Les kits de dépistage de substances psychoactives dans les boissons, qui peuvent être vendus en pharmacie, ne sont pas recommandés par la mission parlementaire sur la soumission chimique, menée par la députée Sandrine Josso. Son rapport remis au gouvernement lundi 12 mai recommande l’élaboration par la Haute Autorité de santé de fiches pour orienter les victimes vers le recueil de preuves fiables. À terme, les infirmières pourraient être des relais dans les zones sans laboratoire d’analyses toxicologiques répertorié.
La députée Sandrine Josso et la sénatrice Véronique Guillotin, rapporteures de la mission parlementaire sur la soumission chimique, ont émis 50 recommandations, dont 15 à mettre en place en priorité dès 2025. Mais le recours à des kits de dépistage de substances psychoactives dans les boissons vendus en pharmacie n’en fait pas partie. L’expérimentation lancée par Michel Barnier, en novembre 2024, de kits de détection de soumission chimique remboursés par l'assurance-maladie, ne s’est pas révélée concluante. « Ces autotests ne sont pas sérieux, explique Sandrine Josso à « Libération », elle-même victime d’une agression de la part du sénateur Joël Guerriau. Il y a trop de substances pour que ces kits puissent toutes les identifier. Ils risquent de produire des faux négatifs, compromettant les preuves nécessaires devant un tribunal. » Le « Quotidien du pharmacien » avait d’ailleurs enquêté sur la pertinence de vendre ces kits en officine, en février dernier.
L’enjeu du dispositif identifié par la mission est, en effet, d’assurer un recueil de preuves incontestables devant la justice, dans un délai court après l’exposition à des médicaments détournés ou à des drogues, à l’insu de la victime. Seuls des prélèvements réalisés par une personne assermentée et analysés en laboratoire spécialisé peuvent garantir de tels résultats, selon la mission. En 2022, 1 229 cas de soumission ont été analysés par le Centre de référence des agressions facilitées par les substances, touchant en majorité des femmes.
La mission recommande trois volets de mesures : le premier concerne l’orientation des victimes lorsqu’elles se présentent à la police, à la pharmacie ou auprès d’un médecin. La mission la Haute Autorité de santé (HAS) va élaborer des fiches réflexes comprenant des recommandations sur l’examen, le diagnostic, le dépistage toxicologique et l’accompagnement des victimes. Ensuite, les victimes doivent être orientées vers le « bon » laboratoire doté des technologies nécessaires à des analyses toxicologiques poussées (telle que la chromatographie en phase liquide) et en capacité d’interpréter les résultats. La mission recommande de créer un répertoire référençant les laboratoires experts de chaque région ainsi que les unités médico-judiciaires (UMJ).
Deuxièmement, dans les zones sans laboratoire répertorié ou sans UMJ, les infirmières pourraient « être habilitées à effectuer des prélèvements dans les heures suivant l’agression, confie Sandrine Josso à « Libération ». Au besoin, elles les conserveraient dans leur frigo, avant de les acheminer au laboratoire compétent. » Un groupe de travail élabore actuellement un cahier des charges avec des toxicologues et des laboratoires de référence. Quel serait alors le rôle des pharmaciens ? Ce serait d’orienter vers les infirmières et les laboratoires référencés en s’appuyant sur la fiche réflexe de la HAS, afin que les victimes ne perdent pas de temps dans le recueil des preuves. Pour cela, tous les professionnels de santé et judiciaires devront être formés à un « protocole national » à suivre.

* Consignes
• 1. Dans l'article sur la soumission chimique, reformulez sous forme de liste le paragraphe qui commence par « L’enjeu du dispositif identifié par la mission » en conservant ses faits principaux.
• 2. Répondez à ces questions à partir de l'article sur la soumission chimique :
(a) Combien de recommandations les rapporteures ont-elles émises, et combien sont à mettre en place en priorité dès 2025 ?
(b) Quelle technologie d'analyse toxicologique poussée est citée en exemple ?
(c) Dans les zones sans laboratoire répertorié ou sans UMJ, qui pourrait être habilité à effectuer les prélèvements ?
Les enregistrements ne sont pas nécessaires pour cet exercice.

* Données fournies
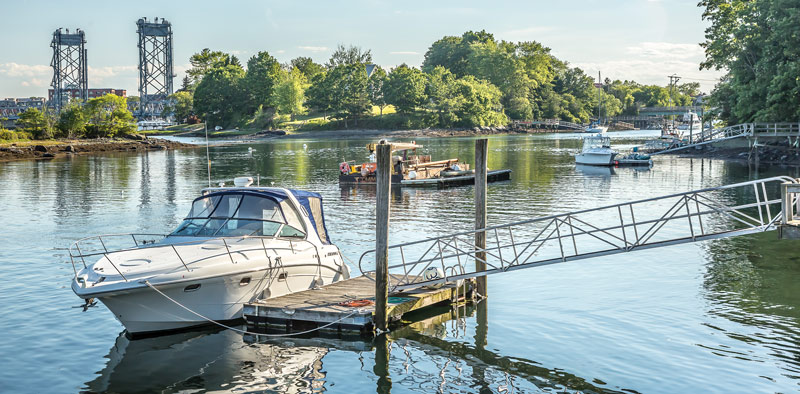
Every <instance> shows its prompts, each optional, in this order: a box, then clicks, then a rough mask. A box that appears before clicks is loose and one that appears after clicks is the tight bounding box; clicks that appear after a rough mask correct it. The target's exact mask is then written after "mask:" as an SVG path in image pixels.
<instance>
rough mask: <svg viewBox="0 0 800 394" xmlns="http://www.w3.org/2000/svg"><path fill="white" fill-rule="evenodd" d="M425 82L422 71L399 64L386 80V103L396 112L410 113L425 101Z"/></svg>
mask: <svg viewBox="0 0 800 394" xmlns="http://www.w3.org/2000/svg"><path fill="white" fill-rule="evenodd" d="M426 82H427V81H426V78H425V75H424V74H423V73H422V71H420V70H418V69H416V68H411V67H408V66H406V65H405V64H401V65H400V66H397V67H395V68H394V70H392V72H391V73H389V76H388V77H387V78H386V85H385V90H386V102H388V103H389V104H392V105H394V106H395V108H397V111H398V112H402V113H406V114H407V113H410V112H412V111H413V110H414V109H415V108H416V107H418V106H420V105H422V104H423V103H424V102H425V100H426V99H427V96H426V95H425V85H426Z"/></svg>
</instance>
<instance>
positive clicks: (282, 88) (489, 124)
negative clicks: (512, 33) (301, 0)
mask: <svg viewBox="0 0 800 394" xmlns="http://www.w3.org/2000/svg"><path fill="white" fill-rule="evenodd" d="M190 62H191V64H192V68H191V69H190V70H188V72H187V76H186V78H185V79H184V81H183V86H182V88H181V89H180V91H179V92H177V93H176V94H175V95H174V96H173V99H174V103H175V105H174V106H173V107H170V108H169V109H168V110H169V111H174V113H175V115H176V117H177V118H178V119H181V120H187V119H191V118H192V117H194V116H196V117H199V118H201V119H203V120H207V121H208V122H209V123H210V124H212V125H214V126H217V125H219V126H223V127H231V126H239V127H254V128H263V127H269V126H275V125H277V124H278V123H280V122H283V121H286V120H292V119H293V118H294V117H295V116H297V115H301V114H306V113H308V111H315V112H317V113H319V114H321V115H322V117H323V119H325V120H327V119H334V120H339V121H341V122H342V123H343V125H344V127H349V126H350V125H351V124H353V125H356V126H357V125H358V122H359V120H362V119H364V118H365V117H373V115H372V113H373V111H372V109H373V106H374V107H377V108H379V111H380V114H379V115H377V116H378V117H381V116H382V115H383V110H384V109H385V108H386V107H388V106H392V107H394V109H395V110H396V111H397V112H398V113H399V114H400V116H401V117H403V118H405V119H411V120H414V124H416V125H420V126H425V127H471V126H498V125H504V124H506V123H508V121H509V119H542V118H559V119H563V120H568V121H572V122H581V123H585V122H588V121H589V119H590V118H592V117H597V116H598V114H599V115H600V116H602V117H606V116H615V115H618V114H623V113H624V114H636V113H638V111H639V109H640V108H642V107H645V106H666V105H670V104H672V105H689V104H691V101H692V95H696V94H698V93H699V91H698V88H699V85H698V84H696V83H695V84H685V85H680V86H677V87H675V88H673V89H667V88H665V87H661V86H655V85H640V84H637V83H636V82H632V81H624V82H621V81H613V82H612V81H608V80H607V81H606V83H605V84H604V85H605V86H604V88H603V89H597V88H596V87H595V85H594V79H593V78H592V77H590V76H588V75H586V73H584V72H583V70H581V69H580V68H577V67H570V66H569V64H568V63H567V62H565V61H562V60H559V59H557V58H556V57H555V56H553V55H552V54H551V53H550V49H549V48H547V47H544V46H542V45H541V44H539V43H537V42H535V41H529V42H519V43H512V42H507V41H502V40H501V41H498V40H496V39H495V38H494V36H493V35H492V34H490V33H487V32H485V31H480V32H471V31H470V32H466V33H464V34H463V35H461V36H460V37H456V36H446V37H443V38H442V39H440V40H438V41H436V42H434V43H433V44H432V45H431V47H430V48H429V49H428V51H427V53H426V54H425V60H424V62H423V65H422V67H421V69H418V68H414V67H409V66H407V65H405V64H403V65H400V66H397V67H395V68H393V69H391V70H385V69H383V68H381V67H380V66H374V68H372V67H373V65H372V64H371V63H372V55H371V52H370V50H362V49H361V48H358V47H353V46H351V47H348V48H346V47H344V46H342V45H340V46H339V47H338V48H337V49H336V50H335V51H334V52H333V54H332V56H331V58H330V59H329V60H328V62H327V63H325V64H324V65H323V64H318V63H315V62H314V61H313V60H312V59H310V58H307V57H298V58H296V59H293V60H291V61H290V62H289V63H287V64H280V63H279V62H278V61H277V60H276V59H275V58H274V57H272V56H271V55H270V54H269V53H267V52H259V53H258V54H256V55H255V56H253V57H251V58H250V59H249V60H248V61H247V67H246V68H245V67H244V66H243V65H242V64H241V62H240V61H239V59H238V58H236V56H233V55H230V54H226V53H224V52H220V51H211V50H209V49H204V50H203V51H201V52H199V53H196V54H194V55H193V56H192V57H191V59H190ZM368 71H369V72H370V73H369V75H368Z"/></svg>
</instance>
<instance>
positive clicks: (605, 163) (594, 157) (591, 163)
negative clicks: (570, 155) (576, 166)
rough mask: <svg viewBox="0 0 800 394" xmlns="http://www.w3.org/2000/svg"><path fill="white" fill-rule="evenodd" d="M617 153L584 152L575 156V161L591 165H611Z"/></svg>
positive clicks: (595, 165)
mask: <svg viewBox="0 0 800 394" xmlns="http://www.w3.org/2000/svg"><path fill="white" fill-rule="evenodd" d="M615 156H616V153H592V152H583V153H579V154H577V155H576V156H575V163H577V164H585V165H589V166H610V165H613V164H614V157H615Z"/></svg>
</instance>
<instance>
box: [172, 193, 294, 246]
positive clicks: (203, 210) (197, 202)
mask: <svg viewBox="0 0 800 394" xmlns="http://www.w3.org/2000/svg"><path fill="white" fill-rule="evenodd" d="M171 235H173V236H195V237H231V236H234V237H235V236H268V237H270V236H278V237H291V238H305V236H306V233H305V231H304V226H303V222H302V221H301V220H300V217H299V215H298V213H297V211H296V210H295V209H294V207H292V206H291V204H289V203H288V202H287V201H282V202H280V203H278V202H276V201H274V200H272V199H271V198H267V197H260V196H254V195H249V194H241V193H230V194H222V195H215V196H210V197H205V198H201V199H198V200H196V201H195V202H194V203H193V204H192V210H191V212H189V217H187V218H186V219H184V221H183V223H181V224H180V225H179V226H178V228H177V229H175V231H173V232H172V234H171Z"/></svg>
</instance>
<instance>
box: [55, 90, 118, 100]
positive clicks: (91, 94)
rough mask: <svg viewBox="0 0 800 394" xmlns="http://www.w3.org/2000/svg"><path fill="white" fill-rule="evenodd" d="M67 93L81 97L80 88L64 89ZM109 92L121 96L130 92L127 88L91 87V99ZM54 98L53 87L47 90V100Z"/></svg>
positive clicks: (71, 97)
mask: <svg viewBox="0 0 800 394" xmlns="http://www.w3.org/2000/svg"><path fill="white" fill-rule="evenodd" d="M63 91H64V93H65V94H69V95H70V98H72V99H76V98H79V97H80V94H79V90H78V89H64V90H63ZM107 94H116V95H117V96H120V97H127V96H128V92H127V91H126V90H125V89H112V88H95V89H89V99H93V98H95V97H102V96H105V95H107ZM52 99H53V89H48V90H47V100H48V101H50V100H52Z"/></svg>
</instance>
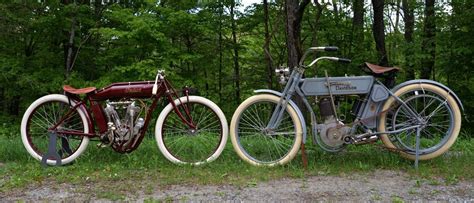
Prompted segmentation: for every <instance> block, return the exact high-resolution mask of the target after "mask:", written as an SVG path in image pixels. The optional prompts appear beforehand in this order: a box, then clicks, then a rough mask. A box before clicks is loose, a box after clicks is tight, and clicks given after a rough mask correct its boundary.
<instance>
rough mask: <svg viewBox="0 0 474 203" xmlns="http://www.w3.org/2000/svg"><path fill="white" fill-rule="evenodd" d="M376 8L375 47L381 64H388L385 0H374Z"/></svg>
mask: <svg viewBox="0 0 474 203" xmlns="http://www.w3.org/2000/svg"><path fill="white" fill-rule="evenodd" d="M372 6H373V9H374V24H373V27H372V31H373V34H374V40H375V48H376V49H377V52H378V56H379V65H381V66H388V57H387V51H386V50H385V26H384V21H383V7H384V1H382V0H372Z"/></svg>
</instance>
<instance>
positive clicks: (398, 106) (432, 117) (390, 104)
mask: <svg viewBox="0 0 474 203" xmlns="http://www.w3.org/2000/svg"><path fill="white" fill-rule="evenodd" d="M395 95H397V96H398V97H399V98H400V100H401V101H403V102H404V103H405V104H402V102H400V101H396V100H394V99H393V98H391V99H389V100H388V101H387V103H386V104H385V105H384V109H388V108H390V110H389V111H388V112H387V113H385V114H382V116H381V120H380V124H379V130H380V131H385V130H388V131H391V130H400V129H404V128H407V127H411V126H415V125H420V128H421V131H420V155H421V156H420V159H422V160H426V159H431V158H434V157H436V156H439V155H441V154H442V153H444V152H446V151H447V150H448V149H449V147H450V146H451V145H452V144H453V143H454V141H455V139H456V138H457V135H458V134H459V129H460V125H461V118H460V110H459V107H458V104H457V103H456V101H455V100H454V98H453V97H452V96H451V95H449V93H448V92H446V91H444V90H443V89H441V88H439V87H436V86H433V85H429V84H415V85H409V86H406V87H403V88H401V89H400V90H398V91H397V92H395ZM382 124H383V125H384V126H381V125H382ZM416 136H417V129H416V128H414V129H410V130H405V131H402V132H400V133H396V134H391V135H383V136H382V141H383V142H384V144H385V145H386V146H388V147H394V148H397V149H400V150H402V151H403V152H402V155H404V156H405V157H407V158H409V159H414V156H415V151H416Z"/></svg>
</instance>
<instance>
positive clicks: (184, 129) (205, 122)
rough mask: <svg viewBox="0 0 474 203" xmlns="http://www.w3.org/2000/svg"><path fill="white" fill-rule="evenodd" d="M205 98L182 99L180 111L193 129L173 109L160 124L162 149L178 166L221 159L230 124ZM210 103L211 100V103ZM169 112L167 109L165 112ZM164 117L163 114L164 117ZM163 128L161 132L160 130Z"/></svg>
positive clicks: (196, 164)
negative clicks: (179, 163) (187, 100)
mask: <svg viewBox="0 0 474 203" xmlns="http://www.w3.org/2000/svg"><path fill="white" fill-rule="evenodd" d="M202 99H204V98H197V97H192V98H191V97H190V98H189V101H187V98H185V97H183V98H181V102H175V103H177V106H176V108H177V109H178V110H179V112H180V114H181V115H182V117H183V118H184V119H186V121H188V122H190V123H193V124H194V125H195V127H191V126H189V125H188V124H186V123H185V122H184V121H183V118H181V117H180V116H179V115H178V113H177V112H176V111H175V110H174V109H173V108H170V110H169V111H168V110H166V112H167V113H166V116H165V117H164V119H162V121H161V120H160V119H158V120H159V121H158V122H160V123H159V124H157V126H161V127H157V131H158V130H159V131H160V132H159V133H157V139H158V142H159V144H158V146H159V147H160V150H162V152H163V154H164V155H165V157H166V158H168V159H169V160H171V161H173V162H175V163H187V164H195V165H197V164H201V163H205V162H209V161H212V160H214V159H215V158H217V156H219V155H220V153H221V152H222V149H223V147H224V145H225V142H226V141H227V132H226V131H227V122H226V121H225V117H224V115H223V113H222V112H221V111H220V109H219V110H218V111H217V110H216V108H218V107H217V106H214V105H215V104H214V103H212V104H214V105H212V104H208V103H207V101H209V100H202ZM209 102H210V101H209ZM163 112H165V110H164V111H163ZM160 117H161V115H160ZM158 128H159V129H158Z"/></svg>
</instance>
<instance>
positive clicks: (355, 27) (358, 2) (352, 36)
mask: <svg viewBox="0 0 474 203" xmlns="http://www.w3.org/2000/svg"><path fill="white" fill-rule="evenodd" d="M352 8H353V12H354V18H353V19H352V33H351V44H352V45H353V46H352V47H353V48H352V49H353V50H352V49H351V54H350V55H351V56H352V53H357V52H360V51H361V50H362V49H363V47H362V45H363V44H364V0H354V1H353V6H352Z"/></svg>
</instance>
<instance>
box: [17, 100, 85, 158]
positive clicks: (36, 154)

* Résultats attendus
• 1.
- Objectif du dispositif : recueillir des preuves incontestables devant la justice, peu de temps après une exposition à des médicaments détournés ou à des drogues, à l'insu de la victime.
- Selon la mission, seuls des prélèvements réalisés par une personne assermentée et analysés en laboratoire spécialisé peuvent garantir de tels résultats.
- En 2022, le Centre de référence des agressions facilitées par les substances a analysé 1 229 cas de soumission, qui touchaient en majorité des femmes.

• 2.
(a) 50 recommandations, dont 15 prioritaires dès 2025.
(b) La chromatographie en phase liquide.
(c) Les infirmières.